DOCUMENT PASSAGE>
· · · · ·
Audio: Not surprisingly, the Dolby Digital 5.1 audio (448Kbps) is a standard issue comedy track. The bulk of the action takes place across the front speakers, with some light ambiance, crowd noise, and reinforcement of assorted music sneaking into the surround channels. There isn't a lot going on in the lower frequencies, though rumbling engines and various bits of music do give the subwoofer at least a little something to do. Most of the attention is directed towards the dialogue, which comes through very cleanly and clearly. Welcome to Mooseport isn't the type of DVD you'll want to whip out to show off your home theater, but the six-channel audio accomplishes what it needs to, and I'd imagine it's representative of the way the movie sounded theatrically.
Other audio options include stereo surround dubs in French and Spanish, subtitles in English and Spanish, and closed captions.
Supplements: The extras kick off with an audio commentary by director Donald Petrie. It's a little dry and slow-moving, as Petrie spends a lot of time reiterating what's happening on-screen and pointing out improvised lines. If you want to liven it up with a drinking game, take a shot every time Petrie says "effortless", "adlib", or some variation of "pulls it off". There are a few interesting notes -- having to digitally remove a dangling penis, shooting during a bug infestation, how the "one throw" gag actually happened to one of the screenwriters, juggling five cameras during one debate, tossing in some seamless inserts, and working magic in the editing room. Petrie also offers optional commentary for six deleted scenes, which can be viewed individually or consecutively. They run around eight minutes total, including Grace awkwardly forking over a check to Handy, an extended bit in the mayor's office after Monroe throws his hat in the ring (mislabeled an alternate ending), Handy dealing with the unrelenting press, Grace chatting with Sally about some of Monroe's less charming qualities, an extended voting scene with appearances by the streaker and Sally, and Bullard gabbing on the phone. Just more of the same...no comedic gold to mine here. There are also two and a half minutes of cracking up and screwing around in an outtake reel. Petrie mentions in the commentary that some additional footage is hidden as an Easter Egg, though some quick trawling through the menus couldn't turn it up. Finally, there's the Soova car commercial hinted at in the movie, featuring Gene Hackman in character. It seems like the type of gag that would pop up as the end credits rolled and was originally intended to appear there, but...nope. It's in anamorphic widescreen and can be viewed in English or Norwegian (!).
· · · · ·
(Referring-expression pointing data)
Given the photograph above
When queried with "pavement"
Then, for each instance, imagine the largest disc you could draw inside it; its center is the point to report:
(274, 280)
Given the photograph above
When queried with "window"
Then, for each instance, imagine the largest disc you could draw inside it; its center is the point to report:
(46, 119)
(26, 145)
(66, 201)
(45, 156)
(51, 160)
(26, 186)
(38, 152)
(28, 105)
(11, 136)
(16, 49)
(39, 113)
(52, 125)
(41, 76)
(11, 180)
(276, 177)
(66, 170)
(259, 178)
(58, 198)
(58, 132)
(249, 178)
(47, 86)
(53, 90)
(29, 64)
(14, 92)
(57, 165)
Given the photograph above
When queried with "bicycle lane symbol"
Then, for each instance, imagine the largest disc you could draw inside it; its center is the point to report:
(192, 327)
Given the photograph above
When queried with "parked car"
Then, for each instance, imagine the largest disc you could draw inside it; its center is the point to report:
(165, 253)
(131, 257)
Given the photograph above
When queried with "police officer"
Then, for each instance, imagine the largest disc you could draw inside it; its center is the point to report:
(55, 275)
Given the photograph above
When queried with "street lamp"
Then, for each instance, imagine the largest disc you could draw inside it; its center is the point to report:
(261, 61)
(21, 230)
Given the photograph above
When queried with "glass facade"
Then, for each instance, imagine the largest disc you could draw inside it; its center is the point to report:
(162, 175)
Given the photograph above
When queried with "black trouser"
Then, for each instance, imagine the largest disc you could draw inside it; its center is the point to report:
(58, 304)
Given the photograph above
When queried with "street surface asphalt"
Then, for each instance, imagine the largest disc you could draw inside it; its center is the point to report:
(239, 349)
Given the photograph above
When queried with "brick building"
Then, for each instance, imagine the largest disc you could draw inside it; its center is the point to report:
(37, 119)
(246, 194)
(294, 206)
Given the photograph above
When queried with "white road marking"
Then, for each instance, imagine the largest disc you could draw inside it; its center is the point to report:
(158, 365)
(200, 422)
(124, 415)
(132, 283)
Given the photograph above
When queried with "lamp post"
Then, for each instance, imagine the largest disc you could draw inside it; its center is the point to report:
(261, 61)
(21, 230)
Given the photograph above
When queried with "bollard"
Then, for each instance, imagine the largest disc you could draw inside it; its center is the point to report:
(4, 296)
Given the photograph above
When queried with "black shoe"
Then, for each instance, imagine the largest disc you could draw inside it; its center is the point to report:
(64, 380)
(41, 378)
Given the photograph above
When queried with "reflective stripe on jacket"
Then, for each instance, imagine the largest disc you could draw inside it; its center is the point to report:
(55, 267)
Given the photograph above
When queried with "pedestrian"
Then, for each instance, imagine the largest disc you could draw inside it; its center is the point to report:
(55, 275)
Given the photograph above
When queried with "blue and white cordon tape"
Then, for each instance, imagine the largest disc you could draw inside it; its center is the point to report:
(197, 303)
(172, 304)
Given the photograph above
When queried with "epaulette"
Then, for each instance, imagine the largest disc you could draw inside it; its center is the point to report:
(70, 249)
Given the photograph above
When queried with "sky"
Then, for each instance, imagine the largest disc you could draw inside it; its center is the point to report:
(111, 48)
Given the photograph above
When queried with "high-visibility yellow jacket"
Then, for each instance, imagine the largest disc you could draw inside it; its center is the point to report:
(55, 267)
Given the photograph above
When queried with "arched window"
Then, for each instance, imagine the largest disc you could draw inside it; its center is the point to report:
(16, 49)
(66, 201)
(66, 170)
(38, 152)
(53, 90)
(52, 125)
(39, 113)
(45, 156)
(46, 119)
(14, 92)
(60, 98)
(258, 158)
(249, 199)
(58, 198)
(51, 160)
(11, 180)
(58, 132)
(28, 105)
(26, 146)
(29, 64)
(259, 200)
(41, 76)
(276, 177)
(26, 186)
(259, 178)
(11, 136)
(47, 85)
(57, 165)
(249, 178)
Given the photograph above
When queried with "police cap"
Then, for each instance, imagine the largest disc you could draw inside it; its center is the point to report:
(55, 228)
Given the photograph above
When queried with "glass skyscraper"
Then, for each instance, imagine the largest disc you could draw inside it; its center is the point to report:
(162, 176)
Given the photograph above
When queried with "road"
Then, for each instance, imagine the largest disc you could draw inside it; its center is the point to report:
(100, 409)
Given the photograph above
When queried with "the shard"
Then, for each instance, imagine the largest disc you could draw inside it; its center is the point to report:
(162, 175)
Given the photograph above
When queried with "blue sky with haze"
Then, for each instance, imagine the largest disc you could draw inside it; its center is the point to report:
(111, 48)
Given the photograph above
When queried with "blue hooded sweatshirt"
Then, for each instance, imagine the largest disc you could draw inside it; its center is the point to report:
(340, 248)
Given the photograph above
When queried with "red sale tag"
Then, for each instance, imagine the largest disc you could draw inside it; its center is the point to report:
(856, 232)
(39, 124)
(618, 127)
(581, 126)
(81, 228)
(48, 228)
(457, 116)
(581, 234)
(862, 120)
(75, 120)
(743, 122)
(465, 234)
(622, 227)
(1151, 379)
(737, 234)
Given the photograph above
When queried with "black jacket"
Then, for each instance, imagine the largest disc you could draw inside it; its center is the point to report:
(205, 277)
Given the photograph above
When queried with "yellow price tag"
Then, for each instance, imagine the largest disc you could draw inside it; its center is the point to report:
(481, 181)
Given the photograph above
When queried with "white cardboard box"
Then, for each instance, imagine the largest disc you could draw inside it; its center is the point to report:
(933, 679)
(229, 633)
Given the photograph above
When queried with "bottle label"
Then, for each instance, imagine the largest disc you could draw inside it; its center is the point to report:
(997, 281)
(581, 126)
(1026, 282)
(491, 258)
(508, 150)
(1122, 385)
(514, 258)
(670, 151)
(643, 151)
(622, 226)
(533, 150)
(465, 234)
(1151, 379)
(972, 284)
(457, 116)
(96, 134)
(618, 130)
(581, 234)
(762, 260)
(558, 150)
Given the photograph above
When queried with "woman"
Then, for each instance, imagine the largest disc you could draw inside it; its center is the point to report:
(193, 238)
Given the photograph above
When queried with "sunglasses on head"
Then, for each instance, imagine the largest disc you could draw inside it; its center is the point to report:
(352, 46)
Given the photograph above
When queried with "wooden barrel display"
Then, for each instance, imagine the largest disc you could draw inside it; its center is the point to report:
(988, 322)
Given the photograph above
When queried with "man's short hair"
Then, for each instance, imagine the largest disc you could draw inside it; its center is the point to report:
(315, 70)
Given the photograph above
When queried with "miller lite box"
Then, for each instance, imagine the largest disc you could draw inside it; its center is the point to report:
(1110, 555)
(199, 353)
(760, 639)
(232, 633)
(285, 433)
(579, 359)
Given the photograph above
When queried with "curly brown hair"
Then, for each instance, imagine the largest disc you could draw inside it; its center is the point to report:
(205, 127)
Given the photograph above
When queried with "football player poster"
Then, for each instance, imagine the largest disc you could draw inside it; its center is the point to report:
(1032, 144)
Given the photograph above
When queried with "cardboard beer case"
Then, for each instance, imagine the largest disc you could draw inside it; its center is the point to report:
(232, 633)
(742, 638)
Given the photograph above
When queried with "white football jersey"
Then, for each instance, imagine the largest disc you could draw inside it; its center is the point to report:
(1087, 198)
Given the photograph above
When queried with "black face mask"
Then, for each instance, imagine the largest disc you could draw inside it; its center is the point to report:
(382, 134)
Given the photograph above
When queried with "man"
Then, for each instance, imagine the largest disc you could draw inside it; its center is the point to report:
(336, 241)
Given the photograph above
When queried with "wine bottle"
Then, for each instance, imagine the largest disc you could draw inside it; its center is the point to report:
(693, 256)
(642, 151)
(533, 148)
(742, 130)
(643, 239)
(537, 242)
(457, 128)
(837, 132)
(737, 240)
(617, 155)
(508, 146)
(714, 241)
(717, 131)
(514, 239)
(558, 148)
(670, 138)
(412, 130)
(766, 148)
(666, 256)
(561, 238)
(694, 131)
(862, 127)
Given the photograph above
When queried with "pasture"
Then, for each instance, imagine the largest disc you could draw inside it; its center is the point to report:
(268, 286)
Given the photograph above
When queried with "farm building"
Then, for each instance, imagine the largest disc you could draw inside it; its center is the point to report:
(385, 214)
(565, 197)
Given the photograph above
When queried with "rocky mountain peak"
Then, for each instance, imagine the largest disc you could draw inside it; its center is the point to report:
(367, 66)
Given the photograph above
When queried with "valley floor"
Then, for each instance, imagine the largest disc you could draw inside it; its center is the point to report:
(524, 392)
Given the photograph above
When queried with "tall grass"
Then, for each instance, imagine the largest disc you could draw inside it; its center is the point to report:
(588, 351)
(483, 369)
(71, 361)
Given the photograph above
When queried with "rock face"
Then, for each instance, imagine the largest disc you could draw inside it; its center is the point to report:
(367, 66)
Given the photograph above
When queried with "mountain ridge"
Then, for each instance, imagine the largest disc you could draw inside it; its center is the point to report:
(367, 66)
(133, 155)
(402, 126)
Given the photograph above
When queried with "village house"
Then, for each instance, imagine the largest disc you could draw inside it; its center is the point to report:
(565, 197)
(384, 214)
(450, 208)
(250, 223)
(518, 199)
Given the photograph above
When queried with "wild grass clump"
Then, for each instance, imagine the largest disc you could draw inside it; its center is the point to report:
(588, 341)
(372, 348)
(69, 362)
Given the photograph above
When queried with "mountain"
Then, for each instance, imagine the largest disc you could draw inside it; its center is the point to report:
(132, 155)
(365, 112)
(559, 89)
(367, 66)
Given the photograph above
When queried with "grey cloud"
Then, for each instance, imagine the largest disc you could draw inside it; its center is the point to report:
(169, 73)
· · · · ·
DIRECTIONS>
**A)** Print the portion of the DVD review between "Audio: Not surprisingly, the" and "and closed captions.", inclusive.
**B)** Give what follows in the DVD review, picking up after its final sentence.
Nothing in the listing is needed for this work.

ANSWER SET>
**A)**
Audio: Not surprisingly, the Dolby Digital 5.1 audio (448Kbps) is a standard issue comedy track. The bulk of the action takes place across the front speakers, with some light ambiance, crowd noise, and reinforcement of assorted music sneaking into the surround channels. There isn't a lot going on in the lower frequencies, though rumbling engines and various bits of music do give the subwoofer at least a little something to do. Most of the attention is directed towards the dialogue, which comes through very cleanly and clearly. Welcome to Mooseport isn't the type of DVD you'll want to whip out to show off your home theater, but the six-channel audio accomplishes what it needs to, and I'd imagine it's representative of the way the movie sounded theatrically.
Other audio options include stereo surround dubs in French and Spanish, subtitles in English and Spanish, and closed captions.

**B)**
Fox tosses a few shameless plugs for some of its other movies in a couple different places on the disc. "Inside Look" serves up a minute and a half clip for Garfield, an anamorphic widescreen trailer of The Day After Tomorrow, and a windowboxed spot for Dodgeball. "Fox Flix" takes viewers to an unnecessary submenu to check out a letterboxed trailer for The Clearing with Willem Dafoe. The disc opens with additional promos for the Cheaper by the Dozen remake, Stuck On You, and The Girl Next Door.
The DVD includes a set of animated 16x9-enhanced menus, complete with annoying animated transitions. Welcome to Mooseport has been divided into 32 chapter stops, and the copy I was sent for review didn't have an insert tucked into the keepcase.
Conclusion: Plodding and devoid of humor, Welcome to Mooseport takes a pretty good premise and squanders every ounce of its potential. Not even worth a rental. Skip It.